Give the records back in full, exactly as they read.

__________

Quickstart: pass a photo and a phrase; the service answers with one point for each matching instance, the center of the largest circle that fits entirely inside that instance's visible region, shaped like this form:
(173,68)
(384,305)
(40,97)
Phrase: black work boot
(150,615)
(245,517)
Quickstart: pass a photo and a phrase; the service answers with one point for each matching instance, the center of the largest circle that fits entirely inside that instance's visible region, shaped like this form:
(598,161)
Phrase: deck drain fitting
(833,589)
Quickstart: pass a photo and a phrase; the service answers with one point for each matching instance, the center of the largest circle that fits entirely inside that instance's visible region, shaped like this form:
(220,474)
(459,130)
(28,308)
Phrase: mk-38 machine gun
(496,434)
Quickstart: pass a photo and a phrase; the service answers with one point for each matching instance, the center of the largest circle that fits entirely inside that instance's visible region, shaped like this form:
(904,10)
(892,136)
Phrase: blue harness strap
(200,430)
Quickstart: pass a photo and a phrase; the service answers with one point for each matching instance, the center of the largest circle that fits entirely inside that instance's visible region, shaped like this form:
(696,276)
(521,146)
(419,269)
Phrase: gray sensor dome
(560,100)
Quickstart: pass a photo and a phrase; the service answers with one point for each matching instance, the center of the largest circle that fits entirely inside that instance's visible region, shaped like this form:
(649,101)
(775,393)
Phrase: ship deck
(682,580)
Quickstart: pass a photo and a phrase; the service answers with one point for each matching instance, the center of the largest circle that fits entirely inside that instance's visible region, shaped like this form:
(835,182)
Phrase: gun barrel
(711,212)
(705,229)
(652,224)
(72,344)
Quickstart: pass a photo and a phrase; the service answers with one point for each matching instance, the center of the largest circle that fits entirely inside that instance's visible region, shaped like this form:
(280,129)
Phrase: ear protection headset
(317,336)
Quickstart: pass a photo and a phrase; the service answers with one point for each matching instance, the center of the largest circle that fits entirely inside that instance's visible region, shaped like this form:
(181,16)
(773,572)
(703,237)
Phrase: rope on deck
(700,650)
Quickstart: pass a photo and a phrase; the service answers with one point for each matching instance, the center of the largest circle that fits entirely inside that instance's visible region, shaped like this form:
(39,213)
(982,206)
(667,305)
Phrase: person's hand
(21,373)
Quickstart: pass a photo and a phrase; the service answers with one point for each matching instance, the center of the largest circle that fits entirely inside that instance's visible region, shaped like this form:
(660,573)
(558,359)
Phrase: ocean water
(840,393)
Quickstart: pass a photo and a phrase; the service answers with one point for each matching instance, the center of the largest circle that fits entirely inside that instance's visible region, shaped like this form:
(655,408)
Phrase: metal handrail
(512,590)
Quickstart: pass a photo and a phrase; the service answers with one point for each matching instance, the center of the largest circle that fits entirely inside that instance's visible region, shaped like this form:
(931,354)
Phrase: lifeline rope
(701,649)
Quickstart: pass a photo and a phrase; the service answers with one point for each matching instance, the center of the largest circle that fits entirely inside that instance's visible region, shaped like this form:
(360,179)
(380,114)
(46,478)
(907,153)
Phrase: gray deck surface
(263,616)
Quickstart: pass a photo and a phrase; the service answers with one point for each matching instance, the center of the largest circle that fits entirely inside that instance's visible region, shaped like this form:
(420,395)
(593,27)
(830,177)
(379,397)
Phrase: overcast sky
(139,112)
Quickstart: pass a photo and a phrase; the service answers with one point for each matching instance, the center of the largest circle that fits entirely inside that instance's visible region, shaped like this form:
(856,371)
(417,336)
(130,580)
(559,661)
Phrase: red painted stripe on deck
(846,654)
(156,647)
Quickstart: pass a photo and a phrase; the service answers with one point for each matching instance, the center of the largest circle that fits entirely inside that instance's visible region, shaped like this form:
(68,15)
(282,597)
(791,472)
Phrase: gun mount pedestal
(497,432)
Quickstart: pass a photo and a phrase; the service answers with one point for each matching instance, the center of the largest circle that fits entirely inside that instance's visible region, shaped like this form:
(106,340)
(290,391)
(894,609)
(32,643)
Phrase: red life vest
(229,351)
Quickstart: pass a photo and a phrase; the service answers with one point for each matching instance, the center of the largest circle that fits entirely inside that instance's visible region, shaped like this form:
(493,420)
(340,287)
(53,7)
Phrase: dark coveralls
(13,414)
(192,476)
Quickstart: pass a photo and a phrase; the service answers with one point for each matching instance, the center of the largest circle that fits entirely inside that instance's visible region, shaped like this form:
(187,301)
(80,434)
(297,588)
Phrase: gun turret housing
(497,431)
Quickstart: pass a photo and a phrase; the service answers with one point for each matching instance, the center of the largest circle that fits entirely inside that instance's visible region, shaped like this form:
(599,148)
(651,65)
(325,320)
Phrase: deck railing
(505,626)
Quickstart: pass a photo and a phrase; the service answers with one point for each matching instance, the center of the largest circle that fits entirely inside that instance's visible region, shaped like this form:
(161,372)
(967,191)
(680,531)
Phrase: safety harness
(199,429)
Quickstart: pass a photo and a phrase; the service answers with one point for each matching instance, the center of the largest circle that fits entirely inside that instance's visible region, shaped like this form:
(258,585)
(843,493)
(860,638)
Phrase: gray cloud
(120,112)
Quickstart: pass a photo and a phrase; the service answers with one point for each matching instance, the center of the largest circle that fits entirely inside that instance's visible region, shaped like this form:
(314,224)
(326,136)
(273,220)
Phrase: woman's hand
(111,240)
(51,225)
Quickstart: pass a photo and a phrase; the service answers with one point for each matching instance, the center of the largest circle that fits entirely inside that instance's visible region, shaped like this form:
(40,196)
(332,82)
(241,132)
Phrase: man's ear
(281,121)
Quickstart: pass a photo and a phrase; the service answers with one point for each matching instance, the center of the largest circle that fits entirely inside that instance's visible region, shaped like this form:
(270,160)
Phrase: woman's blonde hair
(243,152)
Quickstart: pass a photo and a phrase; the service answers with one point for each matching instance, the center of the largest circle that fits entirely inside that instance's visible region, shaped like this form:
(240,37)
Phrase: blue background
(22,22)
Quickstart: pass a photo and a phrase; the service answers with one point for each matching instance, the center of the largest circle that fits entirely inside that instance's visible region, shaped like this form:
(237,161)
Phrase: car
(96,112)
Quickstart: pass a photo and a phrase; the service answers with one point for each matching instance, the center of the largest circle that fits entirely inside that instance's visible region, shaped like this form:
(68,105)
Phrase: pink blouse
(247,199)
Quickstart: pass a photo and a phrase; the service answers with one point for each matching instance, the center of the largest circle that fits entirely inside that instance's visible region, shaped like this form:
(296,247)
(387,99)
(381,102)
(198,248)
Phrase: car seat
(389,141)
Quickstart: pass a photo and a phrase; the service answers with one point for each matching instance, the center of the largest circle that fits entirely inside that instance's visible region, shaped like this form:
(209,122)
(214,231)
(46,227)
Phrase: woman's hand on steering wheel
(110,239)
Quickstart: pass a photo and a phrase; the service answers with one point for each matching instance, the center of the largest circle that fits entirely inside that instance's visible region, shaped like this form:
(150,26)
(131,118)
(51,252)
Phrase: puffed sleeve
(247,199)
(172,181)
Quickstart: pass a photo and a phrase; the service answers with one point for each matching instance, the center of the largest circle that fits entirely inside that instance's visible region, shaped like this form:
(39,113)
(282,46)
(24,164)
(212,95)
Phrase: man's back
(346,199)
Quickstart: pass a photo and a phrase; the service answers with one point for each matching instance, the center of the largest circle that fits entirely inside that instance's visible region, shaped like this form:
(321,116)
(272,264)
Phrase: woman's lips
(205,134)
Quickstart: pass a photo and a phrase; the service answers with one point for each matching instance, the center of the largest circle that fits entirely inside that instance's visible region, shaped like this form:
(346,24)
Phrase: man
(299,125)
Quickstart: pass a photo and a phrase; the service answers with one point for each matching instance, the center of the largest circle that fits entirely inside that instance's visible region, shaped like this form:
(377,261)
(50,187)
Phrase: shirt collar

__________

• [Finished answer]:
Quickstart: pass a photo and a phrase; the service answers with one point for each matching instance, the center of the largest circle that fits entirely inside that instance's visible region, shaped like this form:
(173,68)
(384,305)
(40,97)
Phrase: black work boot
(150,615)
(245,517)
Quickstart: pass a photo and a phrase; the service answers with one point for each matching instance, the center of the largest circle that fits entirely inside that instance's visible region, shaped like this form:
(598,161)
Phrase: deck drain fitting
(833,589)
Quickstart: pass a photo and a phrase; the service answers with one point for each matching instance, the center of the largest circle that fits entirely inside that instance's visible region, shaped like this form:
(220,474)
(459,130)
(28,308)
Phrase: mk-38 machine gun
(496,434)
Quickstart: pass a photo and a phrase; the service answers with one point for each matching instance, the center of the largest circle that fits entirely inside that instance's visible region, shaped like this form:
(904,10)
(892,136)
Phrase: blue harness strap
(200,430)
Quickstart: pass a photo and a phrase; the service answers with one point for each matching instance, the center of the largest circle that fits entirely inside that instance's visible region, shaped like this form:
(696,276)
(521,146)
(419,269)
Phrase: gray sensor dome
(560,100)
Quickstart: pass a photo and a phrase; the service answers with one point for each matching instance, the center of the largest circle that fits entirely inside that instance's visible region, shaped like this form:
(649,101)
(775,393)
Phrase: ship deck
(682,580)
Quickstart: pass a photo and a phrase; the service answers with one point for each matching instance, the center of the largest circle that fits entirely inside that instance's visible region, shaped like this form:
(835,182)
Phrase: gun barrel
(711,212)
(705,229)
(652,224)
(72,344)
Quickstart: pass a photo and a phrase; the service answers with one point for each matching instance, the center of the largest circle that fits entirely inside that instance's visible region, shaped like this form:
(280,129)
Phrase: ear protection headset
(317,336)
Quickstart: pass a photo and a phrase; the service answers with one point for each matching instance, the center of the largest circle that fits entirely inside that instance's visible region, shaped like this form:
(181,16)
(773,572)
(703,237)
Phrase: rope on deck
(700,650)
Quickstart: pass a photo and a phrase; the service answers with one point for each matching instance, the center of the largest circle that fits entirely inside that instance's visible region, shaped like this form:
(39,213)
(982,206)
(667,305)
Phrase: person's hand
(21,373)
Quickstart: pass a photo and a phrase; the service answers with one point for each matching instance, the center of the largest circle that fits entirely inside that instance's visible region, shaped like this form:
(660,573)
(558,359)
Phrase: ocean water
(840,393)
Quickstart: pass a photo and a phrase; the service answers with one point for each matching instance, the center of the largest circle that fits entirely inside that instance's visible region, shaped like this form:
(655,408)
Phrase: metal handrail
(512,590)
Quickstart: pass a photo and a phrase; the service answers with one point for each matching instance, the center of the largest circle that fits entirely inside that instance's visible region, shaped like this form:
(931,354)
Phrase: lifeline rope
(701,649)
Quickstart: pass a photo and a phrase; the service answers with one point for each matching instance, the center of the largest circle that fits entirely inside that instance's visible region, shaped like this form:
(360,179)
(380,114)
(46,478)
(907,153)
Phrase: gray deck surface
(263,616)
Quickstart: pass a photo and a phrase; the service answers with one point for each matching instance, the center of the largest circle that fits entirely inside that instance's visible region, shaped like this form:
(420,395)
(593,27)
(830,177)
(379,397)
Phrase: overcast sky
(139,112)
Quickstart: pass a photo and a phrase; the service answers with one point for each matching instance, the center of the largest circle that fits entirely inside that instance's visible region, shaped like this form:
(856,371)
(417,336)
(130,580)
(559,661)
Phrase: red painted stripe on deck
(846,654)
(156,647)
Quickstart: pass a photo and a phrase; the service answers with one point for each matching instance, the center of the largest circle that fits entirely inside that instance's visible region, shaped like this form:
(68,15)
(282,597)
(791,472)
Phrase: gun mount pedestal
(497,432)
Quickstart: pass a photo and a phrase; the service answers with one point for each matching instance, the center of the largest circle that fits entirely inside that instance's visible region, shaped like this form:
(106,340)
(290,391)
(894,609)
(32,643)
Phrase: red life vest
(229,351)
Quickstart: pass a photo and a phrase; the service answers with one point for each matching instance, the center of the largest circle that fits entirely inside that instance's visible region, shaped like this form:
(493,420)
(340,287)
(53,7)
Phrase: dark coveralls
(13,414)
(192,476)
Quickstart: pass a photo and a phrase; the service answers with one point for each matching instance, the center of the largest circle that fits entirely inside that instance's visible region, shaped like this form:
(187,301)
(80,434)
(297,588)
Phrase: gun turret housing
(497,431)
Quickstart: pass a photo and a phrase; the service answers with one point for each matching instance, the center of the largest circle that fits entirely inside that instance's visible region, shaped like this form:
(599,148)
(651,65)
(325,320)
Phrase: deck railing
(505,626)
Quickstart: pass a photo and a phrase; the service answers with one point for each matching instance, the center of the largest circle that fits entirely inside that instance's visible region, shaped like this form:
(161,372)
(967,191)
(680,531)
Phrase: safety harness
(199,429)
Quickstart: pass a photo and a phrase; the service answers with one point for each matching instance, the center of the largest circle that fits entirely inside that instance's visible region, shaped like this form:
(258,585)
(843,493)
(860,638)
Phrase: gray cloud
(120,112)
Quickstart: pass a photo and a phrase; the service answers with one point for each matching instance, the center of the largest circle that fits entirely inside that instance's visible region, shaped like this form:
(314,224)
(326,136)
(273,220)
Phrase: woman's hand
(111,240)
(51,225)
Quickstart: pass a photo and a phrase; the service answers with one point for each matching instance, the center of the largest circle that fits entirely inside that instance's visible region, shaped like this form:
(40,196)
(332,82)
(241,132)
Phrase: man's ear
(281,121)
Quickstart: pass a photo and a phrase; the service answers with one point for each matching instance, the center of the largest circle that fits entirely inside that instance's visible region, shaped like this form:
(270,160)
Phrase: woman's blonde hair
(243,152)
Quickstart: pass a photo and a phrase; the service answers with one point for each matching instance, the center of the largest circle that fits entirely inside that instance's visible region, shaped like this form:
(240,37)
Phrase: blue background
(22,22)
Quickstart: pass a photo and a phrase; the service answers with one point for each matching instance, the center of the largest circle that fits entirely inside that instance's visible region, shaped like this form:
(237,161)
Phrase: car
(96,112)
Quickstart: pass a photo and a phrase; the service answers with one point for each matching instance, the center of the largest circle that fits entirely inside that instance's visible region, shaped like this form:
(68,105)
Phrase: pink blouse
(247,199)
Quickstart: pass a photo and a phrase; the service answers with one point for each matching instance, the center of the largest circle that fits entirely inside that instance's visible region, shaped like this form:
(296,247)
(387,99)
(381,102)
(198,248)
Phrase: car seat
(389,141)
Quickstart: pass a photo and a phrase; the service answers with one point for each matching instance, the center of the largest circle that fits entirely inside that instance's visible region, shaped like this form:
(209,122)
(214,231)
(46,227)
Phrase: woman's hand on steering wheel
(110,239)
Quickstart: pass a photo and a phrase; the service answers with one point for each matching instance, the center of the largest circle that fits entirely inside that instance's visible region, shaped like this form:
(150,26)
(131,118)
(51,252)
Phrase: puffed sleeve
(247,199)
(172,181)
Quickstart: pass a photo and a phrase; the service answers with one point for each matching instance, the center of the largest circle that fits entirely inside that instance's visible region, shaped like this form:
(39,113)
(282,46)
(24,164)
(212,95)
Phrase: man's back
(346,199)
Quickstart: pass a photo and a phrase; the service answers with one point for each matching instance, the center of the largest circle that fits entirely inside that instance's visible region, shaped like this form:
(321,116)
(272,264)
Phrase: woman's lips
(205,134)
Quickstart: pass a photo and a phrase; the service answers with one point for each matching instance, the center of the largest circle that fits entirely inside that instance's visible region, shaped like this form:
(346,24)
Phrase: man
(299,125)
Quickstart: pass a photo and a phrase; the service answers with one point for each matching instance, the center of the largest circle that fits entirely inside that instance's visible region, shaped like this form:
(377,261)
(50,187)
Phrase: shirt collar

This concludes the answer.